Extract to read ▸
▼

BASIS OF PRESENTATION
 
Principles of consolidation
 
The consolidated financial statements include the accounts of the Company and its wholly-owned subsidiaries. Inter-company items and transactions have been eliminated in consolidation.
 
Cash and cash equivalents
 
The Company considers all highly liquid temporary cash investments, with a maturity of three months or less when purchased, to be cash equivalents. There are times when cash may exceed $250,000, the FDIC insured limit.
 
Fair Value of Financial Instruments
 
The carrying value of cash and accrued expenses, if applicable, approximate their fair values based on the short-term maturity of these instruments. The carrying amounts of debt were also estimated to approximate fair value.
 
The Company utilizes the methods of fair value measurement as described in ASC 820 to value its financial assets and liabilities. As defined in ASC 820, fair value is based on the price that would be received to sell an asset or paid to transfer a liability in an orderly transaction between market participants at the measurement date. In order to increase consistency and comparability in fair value measurements, ASC 820 establishes a fair value hierarchy that prioritizes observable and unobservable inputs used to measure fair value into three broad levels, which are described below:
 
Level 1: Quoted prices (unadjusted) in active markets that are accessible at the measurement date for assets or liabilities. The fair value hierarchy gives the highest priority to Level 1 inputs.
 
Level 2: Observable prices that are based on inputs not quoted on active markets, but corroborated by market data.
 
Level 3: Unobservable inputs are used when little or no market data is available. The fair value hierarchy gives the lowest priority to Level 3 inputs.

▲

Dataset entries ▸

▼

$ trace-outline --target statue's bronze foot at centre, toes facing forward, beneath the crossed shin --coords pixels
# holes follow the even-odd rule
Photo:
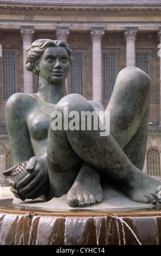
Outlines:
[[[103,199],[102,187],[100,185],[100,176],[93,167],[87,167],[86,164],[80,169],[80,172],[67,193],[67,204],[70,206],[89,206],[101,203]]]

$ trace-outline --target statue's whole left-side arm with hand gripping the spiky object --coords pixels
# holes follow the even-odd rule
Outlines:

▲

Required tasks ▸
A. Reproduce everything in the basis of presentation note from "The consolidated financial" down to "FDIC insured limit.".
B. Answer these questions from the basis of presentation note:
(i) What amount is given as the FDIC insured limit?
(ii) Which accounting standard describes the fair value measurement methods the Company uses?
(iii) Which level of inputs does the fair value hierarchy give the highest priority?

Answers for the exercise ▸
A.
The consolidated financial statements include the accounts of the Company and its wholly-owned subsidiaries. Inter-company items and transactions have been eliminated in consolidation.
 
Cash and cash equivalents
 
The Company considers all highly liquid temporary cash investments, with a maturity of three months or less when purchased, to be cash equivalents. There are times when cash may exceed $250,000, the FDIC insured limit.

B.
(i) $250,000
(ii) ASC 820
(iii) Level 1